### SHORT EXERCISE
Retype all of the data. Every line must match exactly.

Collection entries:
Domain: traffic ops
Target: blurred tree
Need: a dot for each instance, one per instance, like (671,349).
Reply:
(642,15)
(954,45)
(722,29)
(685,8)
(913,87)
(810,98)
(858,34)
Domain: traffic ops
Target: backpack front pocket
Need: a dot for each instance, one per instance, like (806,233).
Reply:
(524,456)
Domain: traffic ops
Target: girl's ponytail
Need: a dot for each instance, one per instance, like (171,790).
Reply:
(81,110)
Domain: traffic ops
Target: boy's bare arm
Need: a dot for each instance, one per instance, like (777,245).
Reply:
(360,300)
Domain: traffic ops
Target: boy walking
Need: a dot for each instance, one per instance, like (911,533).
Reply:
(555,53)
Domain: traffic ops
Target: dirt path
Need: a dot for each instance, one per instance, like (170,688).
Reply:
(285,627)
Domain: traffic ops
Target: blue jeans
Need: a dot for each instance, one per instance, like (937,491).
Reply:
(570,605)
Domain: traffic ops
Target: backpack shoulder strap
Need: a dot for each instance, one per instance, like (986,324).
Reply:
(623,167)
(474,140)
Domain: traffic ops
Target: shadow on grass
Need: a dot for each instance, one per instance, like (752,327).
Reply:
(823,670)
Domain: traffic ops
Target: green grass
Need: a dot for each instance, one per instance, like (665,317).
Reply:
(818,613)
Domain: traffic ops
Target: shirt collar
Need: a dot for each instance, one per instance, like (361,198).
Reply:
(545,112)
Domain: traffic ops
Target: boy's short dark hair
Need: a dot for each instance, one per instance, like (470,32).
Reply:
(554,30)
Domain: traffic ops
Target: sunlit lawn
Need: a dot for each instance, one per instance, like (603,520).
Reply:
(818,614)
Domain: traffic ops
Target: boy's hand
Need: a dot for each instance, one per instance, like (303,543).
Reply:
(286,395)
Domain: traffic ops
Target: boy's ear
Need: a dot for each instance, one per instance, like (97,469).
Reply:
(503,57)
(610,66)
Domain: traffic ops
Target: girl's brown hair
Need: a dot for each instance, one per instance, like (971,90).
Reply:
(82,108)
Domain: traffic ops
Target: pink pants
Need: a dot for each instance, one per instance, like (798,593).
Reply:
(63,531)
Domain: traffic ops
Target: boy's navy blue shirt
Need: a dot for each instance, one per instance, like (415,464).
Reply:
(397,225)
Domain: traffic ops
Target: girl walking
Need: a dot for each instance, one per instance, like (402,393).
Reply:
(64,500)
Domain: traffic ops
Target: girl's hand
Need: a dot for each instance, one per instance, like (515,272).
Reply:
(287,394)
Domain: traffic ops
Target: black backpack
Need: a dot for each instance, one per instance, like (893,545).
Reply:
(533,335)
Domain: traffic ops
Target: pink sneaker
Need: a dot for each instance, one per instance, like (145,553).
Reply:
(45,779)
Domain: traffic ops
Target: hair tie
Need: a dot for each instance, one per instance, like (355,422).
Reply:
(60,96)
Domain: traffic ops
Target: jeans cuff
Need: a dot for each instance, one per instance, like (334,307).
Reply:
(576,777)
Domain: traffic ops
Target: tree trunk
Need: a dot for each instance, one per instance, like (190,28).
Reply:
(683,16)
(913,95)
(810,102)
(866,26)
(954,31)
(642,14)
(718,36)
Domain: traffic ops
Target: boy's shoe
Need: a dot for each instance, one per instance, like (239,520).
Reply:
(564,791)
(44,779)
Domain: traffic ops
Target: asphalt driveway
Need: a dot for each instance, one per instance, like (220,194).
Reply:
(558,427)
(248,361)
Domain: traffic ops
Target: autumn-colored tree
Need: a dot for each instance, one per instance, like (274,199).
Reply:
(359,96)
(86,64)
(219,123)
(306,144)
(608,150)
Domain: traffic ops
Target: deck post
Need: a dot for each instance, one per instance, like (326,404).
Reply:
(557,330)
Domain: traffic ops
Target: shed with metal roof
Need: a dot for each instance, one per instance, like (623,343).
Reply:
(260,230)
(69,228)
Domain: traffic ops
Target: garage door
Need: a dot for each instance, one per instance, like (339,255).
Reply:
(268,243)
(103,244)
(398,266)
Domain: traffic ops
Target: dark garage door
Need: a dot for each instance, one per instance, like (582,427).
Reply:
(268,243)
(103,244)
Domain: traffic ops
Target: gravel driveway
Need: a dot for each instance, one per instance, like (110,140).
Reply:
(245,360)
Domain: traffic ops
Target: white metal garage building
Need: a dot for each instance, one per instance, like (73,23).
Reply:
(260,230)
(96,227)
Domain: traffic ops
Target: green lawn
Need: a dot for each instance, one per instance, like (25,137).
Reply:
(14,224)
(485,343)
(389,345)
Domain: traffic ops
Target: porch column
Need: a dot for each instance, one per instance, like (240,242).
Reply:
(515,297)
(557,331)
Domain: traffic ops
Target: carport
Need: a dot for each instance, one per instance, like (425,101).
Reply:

### THE REPLY
Domain: traffic ops
Target: blurred tree
Need: a dot for each instance, one per instance, like (671,349).
Reply:
(642,15)
(954,45)
(722,29)
(685,8)
(913,87)
(810,98)
(858,34)
Domain: traffic ops
Target: backpack front pocket
Need: a dot for each instance, one per instance, like (806,233).
Reply:
(524,456)
Domain: traffic ops
Target: girl's ponytail
Need: a dot for each instance, one per instance, like (171,790).
Reply:
(81,110)
Domain: traffic ops
Target: boy's bare arm
Need: a dot for each instance, one per instance, like (777,245).
Reply:
(360,300)
Domain: traffic ops
Target: boy walking
Need: a dot for each instance, one per instance, like (911,533).
Reply:
(555,53)
Domain: traffic ops
Target: dirt path
Need: a dot for each instance, one per instance, like (170,688).
Reply:
(285,627)
Domain: traffic ops
Target: blue jeans
Need: a dot for each instance, one per instance, like (937,491).
Reply:
(570,605)
Domain: traffic ops
Target: backpack shoulder strap
Need: a dot for each instance, one per instance, like (986,324).
Reply:
(623,167)
(474,140)
Domain: traffic ops
Target: shadow on grass
Need: a dot for each instance, one per instance, like (752,327).
Reply:
(823,670)
Domain: traffic ops
Target: green grass
Need: a dot for each instance, one per instance, like (665,317).
Reply:
(818,613)
Domain: traffic ops
Target: shirt collar
Need: a dot for each instance, one per instance, like (361,198).
Reply:
(545,112)
Domain: traffic ops
Target: boy's short dark hair
Need: a dot for each instance, one per instance, like (470,32).
Reply:
(554,30)
Domain: traffic ops
Target: sunlit lawn
Need: a dot for each instance, one per instance, like (603,520).
Reply:
(818,614)
Domain: traffic ops
Target: boy's hand
Need: a dot for each instance, one per instance, like (303,543).
Reply:
(286,395)
Domain: traffic ops
Target: boy's ear
Need: a dot for each instance, one per instance, like (97,469).
Reply:
(503,57)
(610,66)
Domain: traffic ops
Target: girl's brown hair
Need: a dot for each instance, one per instance, like (971,90).
Reply:
(82,108)
Domain: traffic ops
Target: pink pants
Need: a dot for each instance, one per instance, like (798,593).
Reply:
(63,531)
Domain: traffic ops
Target: boy's navy blue shirt
Need: a dot for each instance, one per instance, like (415,464).
Reply:
(397,225)
Domain: traffic ops
Target: girl walking
Need: a dot for each instance, one per instance, like (402,393).
Reply:
(64,500)
Domain: traffic ops
Target: girl's hand
Need: a dot for each instance, one per instance, like (515,272).
Reply:
(287,394)
Domain: traffic ops
Target: black backpack
Need: a dot for each instance, one per instance, like (893,545).
Reply:
(533,335)
Domain: traffic ops
Target: pink sneaker
Need: a dot for each instance, one per instance, like (145,553).
Reply:
(45,779)
Domain: traffic ops
Target: hair tie
Need: a dot for each instance, one per instance, like (355,422).
Reply:
(60,96)
Domain: traffic ops
Target: jeans cuff
Need: a dot for each instance, one per instance, like (334,307).
Reply:
(576,777)
Domain: traffic ops
Target: tree trunk
Need: a dot for each instance, one per instance, like (190,28).
Reply:
(683,16)
(913,95)
(810,102)
(866,26)
(954,31)
(642,14)
(718,36)
Domain: traffic ops
Target: boy's shoe
Need: a dot for each instance, one per instance, like (239,520).
Reply:
(564,791)
(44,779)
Domain: traffic ops
Target: asphalt driveway
Need: a dot for each instance, one per instance, like (220,194).
Reply:
(558,427)
(248,361)
Domain: traffic ops
Target: autumn-colored tree
Need: a dot for each instance, one per instance, like (274,199).
Reply:
(359,96)
(86,64)
(219,123)
(306,144)
(608,150)
Domain: traffic ops
Target: deck post
Need: a dot for each instance, one per instance, like (326,404).
Reply:
(557,330)
Domain: traffic ops
Target: shed with metal roof
Need: a dot for each instance, one per instance, like (623,343).
Reply:
(260,230)
(69,228)
Domain: traffic ops
Target: garage door
Need: a dot for each instance, one per instance, like (339,255).
Reply:
(268,243)
(103,244)
(398,266)
Domain: traffic ops
Target: dark garage door
Need: a dot for each instance, one per instance, like (582,427).
Reply:
(268,243)
(103,244)
Domain: traffic ops
Target: gravel driveway
Need: a dot for each instance, one per instance, like (110,140).
Reply:
(245,360)
Domain: traffic ops
Target: white metal garage building
Need: a dot for each instance, one per instance, like (73,23).
Reply:
(260,230)
(96,227)
Domain: traffic ops
Target: green lawn
Need: a dot for each instance, one per instance, like (25,137).
Reply:
(14,224)
(485,343)
(389,345)
Domain: traffic ops
Target: porch column
Need: a dot for each instance, one per instance, like (240,242).
Reply:
(515,297)
(557,331)
Domain: traffic ops
Target: carport
Need: a dot for each instance, one per instance, like (425,101).
Reply:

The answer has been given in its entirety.